>> start

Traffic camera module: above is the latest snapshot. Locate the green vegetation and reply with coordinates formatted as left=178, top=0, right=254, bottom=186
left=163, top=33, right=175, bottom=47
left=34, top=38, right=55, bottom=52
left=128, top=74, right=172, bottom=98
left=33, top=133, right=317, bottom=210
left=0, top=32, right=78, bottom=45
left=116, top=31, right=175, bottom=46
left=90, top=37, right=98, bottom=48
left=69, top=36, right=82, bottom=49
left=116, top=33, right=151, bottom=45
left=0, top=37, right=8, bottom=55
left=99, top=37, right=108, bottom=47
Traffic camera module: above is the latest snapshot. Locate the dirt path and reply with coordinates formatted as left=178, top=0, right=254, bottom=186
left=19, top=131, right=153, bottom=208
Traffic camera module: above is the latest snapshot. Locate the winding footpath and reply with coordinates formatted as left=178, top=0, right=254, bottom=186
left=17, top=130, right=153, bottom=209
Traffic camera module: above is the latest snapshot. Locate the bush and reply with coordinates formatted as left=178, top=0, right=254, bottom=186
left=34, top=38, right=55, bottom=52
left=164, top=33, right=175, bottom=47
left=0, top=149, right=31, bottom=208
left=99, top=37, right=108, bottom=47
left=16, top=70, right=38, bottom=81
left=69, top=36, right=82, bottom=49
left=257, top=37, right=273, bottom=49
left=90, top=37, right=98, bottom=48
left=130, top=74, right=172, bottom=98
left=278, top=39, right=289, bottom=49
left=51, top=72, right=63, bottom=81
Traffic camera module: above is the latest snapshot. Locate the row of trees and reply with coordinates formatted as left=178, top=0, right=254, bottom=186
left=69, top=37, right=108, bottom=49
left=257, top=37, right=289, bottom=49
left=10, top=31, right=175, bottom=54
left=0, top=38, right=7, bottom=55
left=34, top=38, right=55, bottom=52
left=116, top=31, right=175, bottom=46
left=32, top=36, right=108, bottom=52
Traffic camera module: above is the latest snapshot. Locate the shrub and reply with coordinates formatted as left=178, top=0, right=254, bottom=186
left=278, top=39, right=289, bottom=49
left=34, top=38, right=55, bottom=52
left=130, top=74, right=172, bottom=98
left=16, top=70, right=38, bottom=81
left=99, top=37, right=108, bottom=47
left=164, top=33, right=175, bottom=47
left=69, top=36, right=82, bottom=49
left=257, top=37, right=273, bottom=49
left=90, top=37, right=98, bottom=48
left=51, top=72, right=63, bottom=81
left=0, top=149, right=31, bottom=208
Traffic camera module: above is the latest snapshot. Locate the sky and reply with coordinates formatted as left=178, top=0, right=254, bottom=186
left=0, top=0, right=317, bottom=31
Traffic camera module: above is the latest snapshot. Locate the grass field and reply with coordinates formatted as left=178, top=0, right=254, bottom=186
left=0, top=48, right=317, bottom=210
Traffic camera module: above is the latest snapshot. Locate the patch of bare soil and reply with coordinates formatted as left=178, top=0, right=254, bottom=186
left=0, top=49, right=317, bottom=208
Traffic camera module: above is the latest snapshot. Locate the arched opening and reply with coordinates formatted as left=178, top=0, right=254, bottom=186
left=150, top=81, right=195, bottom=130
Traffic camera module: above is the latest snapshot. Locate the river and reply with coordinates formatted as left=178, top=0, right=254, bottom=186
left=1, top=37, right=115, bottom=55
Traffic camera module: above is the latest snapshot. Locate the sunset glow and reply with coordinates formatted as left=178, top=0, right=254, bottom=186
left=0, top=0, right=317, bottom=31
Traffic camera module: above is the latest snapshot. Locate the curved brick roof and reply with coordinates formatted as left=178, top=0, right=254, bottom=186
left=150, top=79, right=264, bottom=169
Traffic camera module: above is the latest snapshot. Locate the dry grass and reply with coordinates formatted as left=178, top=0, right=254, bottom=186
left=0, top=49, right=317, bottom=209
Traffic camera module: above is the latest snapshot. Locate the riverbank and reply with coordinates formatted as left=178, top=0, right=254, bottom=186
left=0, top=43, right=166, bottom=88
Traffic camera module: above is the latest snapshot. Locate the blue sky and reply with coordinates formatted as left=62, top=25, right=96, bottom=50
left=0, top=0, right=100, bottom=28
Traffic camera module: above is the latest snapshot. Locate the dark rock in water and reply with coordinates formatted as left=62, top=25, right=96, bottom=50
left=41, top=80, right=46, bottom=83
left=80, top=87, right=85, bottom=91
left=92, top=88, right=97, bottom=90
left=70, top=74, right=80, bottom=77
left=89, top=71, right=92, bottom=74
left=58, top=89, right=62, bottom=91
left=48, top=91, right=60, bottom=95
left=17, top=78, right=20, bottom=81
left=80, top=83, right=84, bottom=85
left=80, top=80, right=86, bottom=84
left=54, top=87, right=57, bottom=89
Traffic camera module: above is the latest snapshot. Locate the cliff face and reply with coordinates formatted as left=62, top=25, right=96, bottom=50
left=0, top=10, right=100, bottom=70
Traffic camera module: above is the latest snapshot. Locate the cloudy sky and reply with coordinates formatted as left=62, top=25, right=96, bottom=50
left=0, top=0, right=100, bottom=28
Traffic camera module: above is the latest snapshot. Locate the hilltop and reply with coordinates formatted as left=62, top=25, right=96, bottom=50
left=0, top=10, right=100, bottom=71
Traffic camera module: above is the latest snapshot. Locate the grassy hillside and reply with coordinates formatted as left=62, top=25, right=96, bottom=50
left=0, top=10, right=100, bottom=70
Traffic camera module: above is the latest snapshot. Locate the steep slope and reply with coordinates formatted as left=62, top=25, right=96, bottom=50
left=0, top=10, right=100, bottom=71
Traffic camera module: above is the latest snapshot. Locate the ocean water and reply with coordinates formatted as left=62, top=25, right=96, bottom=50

>> end

#### Objective
Rewrite the rows above as a numbered list, dropping any blank lines.

#### Final result
1. Traffic camera module: above is the latest snapshot. Locate the green vegetation and reply with coordinates formatted as left=178, top=0, right=254, bottom=186
2. left=163, top=33, right=175, bottom=47
3. left=34, top=38, right=55, bottom=52
4. left=128, top=74, right=172, bottom=98
5. left=33, top=133, right=317, bottom=210
6. left=0, top=32, right=78, bottom=45
7. left=116, top=31, right=175, bottom=46
8. left=90, top=37, right=98, bottom=48
9. left=69, top=36, right=82, bottom=49
10. left=116, top=33, right=151, bottom=45
11. left=0, top=37, right=8, bottom=55
12. left=99, top=37, right=108, bottom=47
13. Traffic camera module: above is the latest snapshot. Locate the dirt path and reply with coordinates formatted as left=178, top=0, right=254, bottom=186
14. left=19, top=131, right=153, bottom=208
15. Traffic camera module: above is the latest snapshot. Locate the winding footpath and reply with coordinates formatted as left=178, top=0, right=254, bottom=186
16. left=17, top=130, right=153, bottom=209
17. Traffic camera module: above is the latest snapshot. Locate the bush and reply with coordinates formatted as left=178, top=0, right=254, bottom=186
18. left=34, top=38, right=55, bottom=52
19. left=164, top=33, right=175, bottom=47
20. left=0, top=149, right=31, bottom=208
21. left=99, top=37, right=108, bottom=47
22. left=16, top=70, right=38, bottom=81
23. left=69, top=36, right=82, bottom=49
24. left=257, top=37, right=273, bottom=49
25. left=90, top=37, right=98, bottom=48
26. left=130, top=74, right=172, bottom=98
27. left=278, top=39, right=289, bottom=49
28. left=51, top=72, right=63, bottom=81
29. Traffic camera module: above is the latest snapshot. Locate the row of trees and reply with coordinates formatted as left=178, top=0, right=254, bottom=186
30. left=69, top=37, right=108, bottom=49
31. left=257, top=37, right=289, bottom=49
32. left=10, top=31, right=175, bottom=54
33. left=0, top=38, right=7, bottom=55
34. left=34, top=38, right=55, bottom=52
35. left=116, top=31, right=175, bottom=46
36. left=32, top=36, right=108, bottom=52
37. Traffic camera module: above is the latest snapshot. Locate the shrub and reply with coordinates formatted as left=178, top=0, right=254, bottom=186
38. left=278, top=39, right=289, bottom=49
39. left=34, top=38, right=55, bottom=52
40. left=130, top=74, right=172, bottom=98
41. left=16, top=70, right=38, bottom=81
42. left=99, top=37, right=108, bottom=47
43. left=164, top=33, right=175, bottom=47
44. left=69, top=36, right=82, bottom=49
45. left=257, top=37, right=273, bottom=49
46. left=90, top=37, right=98, bottom=48
47. left=51, top=72, right=63, bottom=81
48. left=0, top=149, right=31, bottom=208
49. Traffic camera module: above is the latest snapshot. Locate the sky and reply with coordinates formatted as left=178, top=0, right=254, bottom=186
50. left=0, top=0, right=317, bottom=31
51. Traffic camera module: above is the latest snapshot. Locate the grass field and reply with coordinates formatted as left=178, top=0, right=254, bottom=186
52. left=0, top=48, right=317, bottom=210
53. Traffic camera module: above is the latest snapshot. Locate the patch of bare soil and reply with coordinates formatted as left=178, top=0, right=254, bottom=186
54. left=0, top=49, right=317, bottom=208
55. Traffic camera module: above is the latest snapshot. Locate the arched opening and reply with coordinates formatted as left=178, top=0, right=254, bottom=186
56. left=150, top=81, right=195, bottom=130
57. Traffic camera module: above is the latest snapshot. Locate the river and reply with coordinates formatted as left=178, top=0, right=254, bottom=186
58. left=1, top=37, right=115, bottom=55
59. Traffic camera module: above is the latest snapshot. Locate the sunset glow and reply with coordinates formatted as left=178, top=0, right=254, bottom=186
60. left=0, top=0, right=317, bottom=31
61. Traffic camera module: above is the latest snapshot. Locate the curved brick roof and reply with coordinates formatted as left=178, top=0, right=254, bottom=186
62. left=150, top=79, right=264, bottom=169
63. Traffic camera module: above is the latest snapshot. Locate the dry grass and reply with coordinates formatted as left=178, top=0, right=254, bottom=186
64. left=0, top=49, right=317, bottom=209
65. Traffic camera module: above is the latest snapshot. Locate the riverbank and reply with coordinates formatted as left=178, top=0, right=254, bottom=186
66. left=0, top=43, right=166, bottom=88
67. Traffic camera module: above is the latest snapshot. Locate the blue sky and reply with coordinates formatted as left=62, top=25, right=96, bottom=50
68. left=0, top=0, right=100, bottom=28
69. Traffic camera module: above is the latest snapshot. Locate the dark rock in water and reply with coordinates formatted as left=62, top=25, right=96, bottom=50
70. left=41, top=80, right=46, bottom=83
71. left=80, top=87, right=85, bottom=91
72. left=92, top=88, right=97, bottom=90
73. left=70, top=74, right=80, bottom=77
74. left=89, top=71, right=92, bottom=74
75. left=58, top=89, right=62, bottom=91
76. left=48, top=91, right=60, bottom=95
77. left=17, top=78, right=20, bottom=81
78. left=80, top=83, right=84, bottom=85
79. left=80, top=80, right=86, bottom=84
80. left=54, top=87, right=57, bottom=89
81. Traffic camera module: above is the latest snapshot. Locate the cliff face and reply with coordinates formatted as left=62, top=25, right=96, bottom=50
82. left=0, top=10, right=100, bottom=70
83. Traffic camera module: above is the latest snapshot. Locate the cloudy sky and reply with coordinates formatted as left=62, top=25, right=96, bottom=50
84. left=0, top=0, right=100, bottom=28
85. Traffic camera module: above is the latest snapshot. Locate the hilltop and reply with coordinates formatted as left=62, top=25, right=96, bottom=50
86. left=0, top=10, right=100, bottom=71
87. Traffic camera module: above is the latest snapshot. Locate the grassy hillside and reply with coordinates formatted as left=62, top=25, right=96, bottom=50
88. left=0, top=10, right=100, bottom=70
89. Traffic camera module: above is the latest snapshot. Locate the steep slope and reply with coordinates formatted as left=62, top=25, right=96, bottom=50
90. left=0, top=10, right=100, bottom=71
91. Traffic camera module: above is the latest snapshot. Locate the ocean water and reply with coordinates formatted as left=62, top=25, right=96, bottom=50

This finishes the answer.